If you were firmly in the schools should stay closed camp ...

Anonymous
Anonymous wrote:
Anonymous wrote:

And to give a different perspective, I think people who can't understand why in-person school FOR CHILDREN should be prioritized OVER BARS BEING OPEN have no sense of the importance of caring for children in our society (which we generally do a crap job of).


Had there been an option to vote for bars closed, retail and restaurants limited to curbside pickup only, financial support to people whose jobs dried up, and some form of in-person schooling, especially for groups that needed it most, I'd have been right there.

No one here is arguing that society/government prioritized the right things, just that certain actions weren't ours to approve or deny, APS made some defensible decisions.

This is Virginia, and this is the U.S. under a delusional, Trump-based government. This is the result.

I'd rather be in New Zealand/Aotearoa


Yeah, I didn’t see many parents loudly yelling to keep closing schools *also* saying the bars and restaurants needed to close. They could have advocated or even understood what the trade-off was. Nope.

-- Task instructions --
Add the next reply to the forum thread about school closures and open bars, picking up after its last post.

-- Raw data --
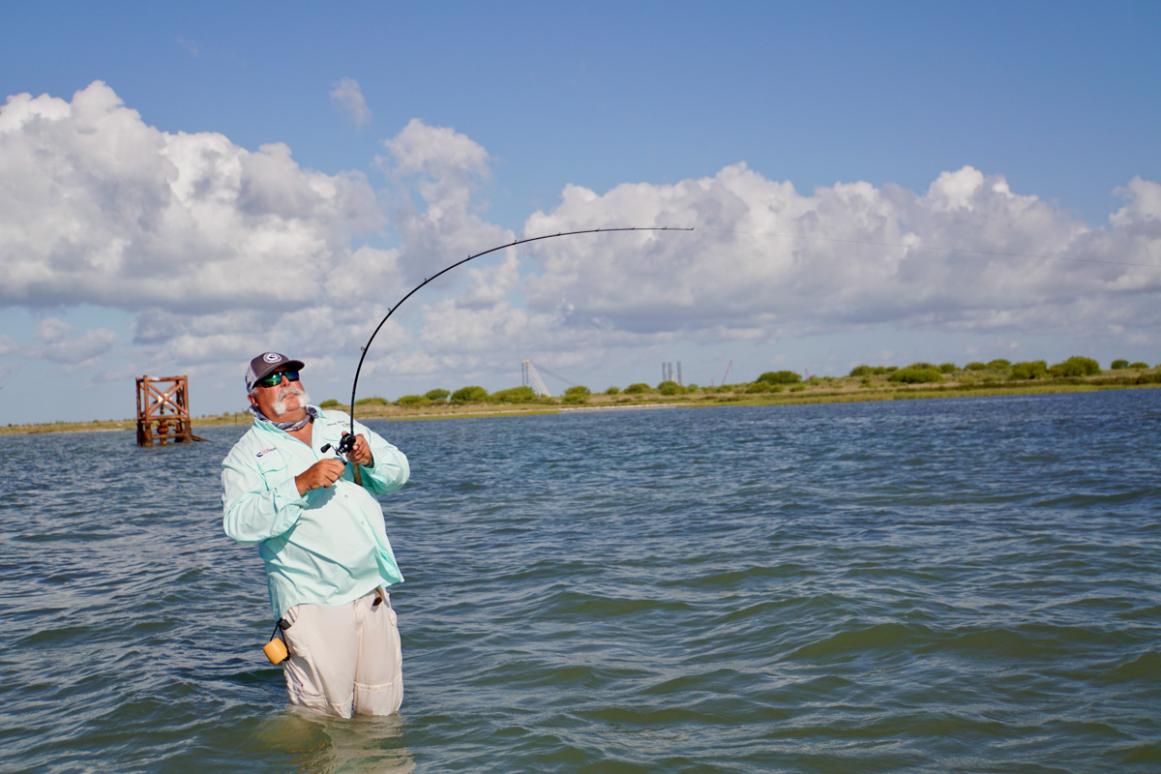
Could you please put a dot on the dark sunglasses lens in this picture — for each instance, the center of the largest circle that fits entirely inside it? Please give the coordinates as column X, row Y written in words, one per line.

-- Response to this task --
Anonymous
Anonymous wrote:
Anonymous wrote:
Anonymous wrote:

And to give a different perspective, I think people who can't understand why in-person school FOR CHILDREN should be prioritized OVER BARS BEING OPEN have no sense of the importance of caring for children in our society (which we generally do a crap job of).


Had there been an option to vote for bars closed, retail and restaurants limited to curbside pickup only, financial support to people whose jobs dried up, and some form of in-person schooling, especially for groups that needed it most, I'd have been right there.

No one here is arguing that society/government prioritized the right things, just that certain actions weren't ours to approve or deny, APS made some defensible decisions.

This is Virginia, and this is the U.S. under a delusional, Trump-based government. This is the result.

I'd rather be in New Zealand/Aotearoa


Yeah, I didn’t see many parents loudly yelling to keep closing schools *also* saying the bars and restaurants needed to close. They could have advocated or even understood what the trade-off was. Nope.


Or perhaps they were and you just weren't privy to that advocacy, which would have had to occur at the state level. Just because *you* didn't know about it doesn't mean it wasn't happening.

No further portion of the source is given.